Exercise goal: Reproduce exactly, and only, the lines below from the one containing "flowing dress worn" through the one containing "brighter green patch".

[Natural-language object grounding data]
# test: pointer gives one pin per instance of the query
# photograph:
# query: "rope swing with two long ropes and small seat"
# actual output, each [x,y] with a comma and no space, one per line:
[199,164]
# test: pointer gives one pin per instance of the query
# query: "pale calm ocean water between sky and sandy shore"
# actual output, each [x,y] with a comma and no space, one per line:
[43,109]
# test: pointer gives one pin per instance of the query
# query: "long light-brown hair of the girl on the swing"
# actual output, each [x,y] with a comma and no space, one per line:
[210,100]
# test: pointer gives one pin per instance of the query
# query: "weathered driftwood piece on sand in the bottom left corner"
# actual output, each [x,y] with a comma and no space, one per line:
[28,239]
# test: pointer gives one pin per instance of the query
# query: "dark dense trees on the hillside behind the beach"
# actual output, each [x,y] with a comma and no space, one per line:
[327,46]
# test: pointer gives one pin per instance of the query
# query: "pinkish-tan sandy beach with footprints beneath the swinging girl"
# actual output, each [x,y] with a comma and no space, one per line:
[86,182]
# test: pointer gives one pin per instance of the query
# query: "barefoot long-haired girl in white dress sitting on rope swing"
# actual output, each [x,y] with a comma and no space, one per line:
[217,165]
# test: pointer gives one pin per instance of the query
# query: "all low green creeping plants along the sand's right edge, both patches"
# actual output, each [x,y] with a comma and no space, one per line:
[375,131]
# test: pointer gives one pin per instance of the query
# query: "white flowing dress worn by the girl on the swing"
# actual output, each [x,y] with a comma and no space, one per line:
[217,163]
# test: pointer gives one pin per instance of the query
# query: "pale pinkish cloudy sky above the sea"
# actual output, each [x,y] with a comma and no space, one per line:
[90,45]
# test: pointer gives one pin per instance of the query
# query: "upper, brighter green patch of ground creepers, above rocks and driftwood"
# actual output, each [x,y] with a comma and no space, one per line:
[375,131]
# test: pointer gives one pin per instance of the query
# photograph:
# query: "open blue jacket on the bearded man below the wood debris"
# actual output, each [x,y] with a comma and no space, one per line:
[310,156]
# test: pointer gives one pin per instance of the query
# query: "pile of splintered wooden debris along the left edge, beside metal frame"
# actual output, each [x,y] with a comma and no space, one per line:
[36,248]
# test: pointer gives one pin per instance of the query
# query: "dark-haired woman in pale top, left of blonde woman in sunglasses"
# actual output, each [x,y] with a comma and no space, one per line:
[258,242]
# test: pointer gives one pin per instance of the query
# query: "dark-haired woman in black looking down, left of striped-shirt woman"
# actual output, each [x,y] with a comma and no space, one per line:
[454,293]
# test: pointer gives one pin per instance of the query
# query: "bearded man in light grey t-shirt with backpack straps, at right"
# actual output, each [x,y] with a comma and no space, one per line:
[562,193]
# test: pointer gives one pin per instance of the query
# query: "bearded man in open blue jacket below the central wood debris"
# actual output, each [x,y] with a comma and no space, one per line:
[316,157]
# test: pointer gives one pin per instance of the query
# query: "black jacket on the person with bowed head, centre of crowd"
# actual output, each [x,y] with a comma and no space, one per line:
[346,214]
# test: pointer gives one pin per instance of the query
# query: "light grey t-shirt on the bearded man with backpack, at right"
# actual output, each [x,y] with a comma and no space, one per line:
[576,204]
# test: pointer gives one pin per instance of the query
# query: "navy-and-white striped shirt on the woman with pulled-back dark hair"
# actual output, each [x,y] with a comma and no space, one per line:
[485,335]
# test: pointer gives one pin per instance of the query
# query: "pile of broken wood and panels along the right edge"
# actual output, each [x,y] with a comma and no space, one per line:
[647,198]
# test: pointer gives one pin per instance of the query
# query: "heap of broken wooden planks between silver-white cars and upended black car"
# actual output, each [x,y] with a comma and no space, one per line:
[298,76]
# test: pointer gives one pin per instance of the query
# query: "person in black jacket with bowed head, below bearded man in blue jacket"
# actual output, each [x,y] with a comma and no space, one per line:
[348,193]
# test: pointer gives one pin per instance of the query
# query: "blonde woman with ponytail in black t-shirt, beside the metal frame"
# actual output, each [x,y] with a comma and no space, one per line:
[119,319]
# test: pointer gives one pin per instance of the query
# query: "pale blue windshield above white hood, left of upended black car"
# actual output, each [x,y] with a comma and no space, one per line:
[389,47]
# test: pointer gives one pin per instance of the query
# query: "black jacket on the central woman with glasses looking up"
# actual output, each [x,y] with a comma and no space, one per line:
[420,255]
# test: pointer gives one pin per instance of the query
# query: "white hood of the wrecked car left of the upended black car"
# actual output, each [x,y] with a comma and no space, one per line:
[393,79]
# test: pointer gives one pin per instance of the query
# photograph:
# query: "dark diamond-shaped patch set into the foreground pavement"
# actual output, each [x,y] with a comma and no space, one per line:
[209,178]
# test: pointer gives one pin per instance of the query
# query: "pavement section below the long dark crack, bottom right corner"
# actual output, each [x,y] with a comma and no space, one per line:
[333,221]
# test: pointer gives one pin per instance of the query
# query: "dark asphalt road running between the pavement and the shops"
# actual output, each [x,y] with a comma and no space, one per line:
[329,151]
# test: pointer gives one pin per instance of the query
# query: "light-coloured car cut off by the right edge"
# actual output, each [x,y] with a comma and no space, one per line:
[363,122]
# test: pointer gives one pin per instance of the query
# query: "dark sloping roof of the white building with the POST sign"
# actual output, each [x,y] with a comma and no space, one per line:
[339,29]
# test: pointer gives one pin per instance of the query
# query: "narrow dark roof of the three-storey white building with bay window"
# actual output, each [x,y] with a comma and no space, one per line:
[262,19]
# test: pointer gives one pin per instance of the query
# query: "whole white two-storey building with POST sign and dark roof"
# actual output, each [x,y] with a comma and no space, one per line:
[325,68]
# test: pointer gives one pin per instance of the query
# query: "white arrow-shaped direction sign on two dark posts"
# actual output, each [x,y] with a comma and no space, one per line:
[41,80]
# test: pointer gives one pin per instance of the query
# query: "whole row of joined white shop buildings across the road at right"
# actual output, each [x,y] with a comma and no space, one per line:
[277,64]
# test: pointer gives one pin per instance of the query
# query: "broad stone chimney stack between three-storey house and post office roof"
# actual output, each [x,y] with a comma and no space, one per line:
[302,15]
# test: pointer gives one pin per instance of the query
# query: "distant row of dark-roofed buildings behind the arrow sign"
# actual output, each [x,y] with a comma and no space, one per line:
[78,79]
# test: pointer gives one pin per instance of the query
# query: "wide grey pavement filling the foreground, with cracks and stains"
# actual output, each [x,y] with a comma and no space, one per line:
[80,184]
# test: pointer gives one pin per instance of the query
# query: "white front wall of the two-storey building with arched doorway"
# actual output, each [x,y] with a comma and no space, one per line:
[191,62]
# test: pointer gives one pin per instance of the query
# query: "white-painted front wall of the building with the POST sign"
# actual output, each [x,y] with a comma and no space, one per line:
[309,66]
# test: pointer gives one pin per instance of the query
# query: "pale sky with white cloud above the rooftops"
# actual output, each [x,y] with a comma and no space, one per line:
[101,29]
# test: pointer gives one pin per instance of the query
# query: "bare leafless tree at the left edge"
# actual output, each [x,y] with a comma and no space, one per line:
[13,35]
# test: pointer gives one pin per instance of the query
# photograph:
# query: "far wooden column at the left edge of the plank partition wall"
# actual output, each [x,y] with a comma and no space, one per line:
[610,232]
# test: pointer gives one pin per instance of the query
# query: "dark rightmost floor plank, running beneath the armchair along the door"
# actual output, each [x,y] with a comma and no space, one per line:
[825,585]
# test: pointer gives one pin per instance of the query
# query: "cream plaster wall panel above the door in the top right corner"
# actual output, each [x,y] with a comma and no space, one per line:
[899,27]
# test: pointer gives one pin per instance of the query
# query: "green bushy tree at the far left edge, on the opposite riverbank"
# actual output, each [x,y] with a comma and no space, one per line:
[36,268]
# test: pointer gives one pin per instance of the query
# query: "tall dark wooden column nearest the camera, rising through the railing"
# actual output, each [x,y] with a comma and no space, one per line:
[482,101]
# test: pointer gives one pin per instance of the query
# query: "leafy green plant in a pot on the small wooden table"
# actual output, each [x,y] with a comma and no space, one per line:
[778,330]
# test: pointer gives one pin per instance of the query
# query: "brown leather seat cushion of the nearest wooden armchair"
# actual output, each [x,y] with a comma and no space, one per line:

Your response:
# query: "white flowing dress worn by the girl on the swing"
# actual output, each [x,y] with a comma and no space, one per line:
[217,163]
# test: pointer gives one pin per instance of the query
# query: "pale pinkish cloudy sky above the sea"
# actual output, each [x,y] with a comma and no space, one per line:
[90,45]
# test: pointer gives one pin per instance of the query
# query: "upper, brighter green patch of ground creepers, above rocks and driftwood"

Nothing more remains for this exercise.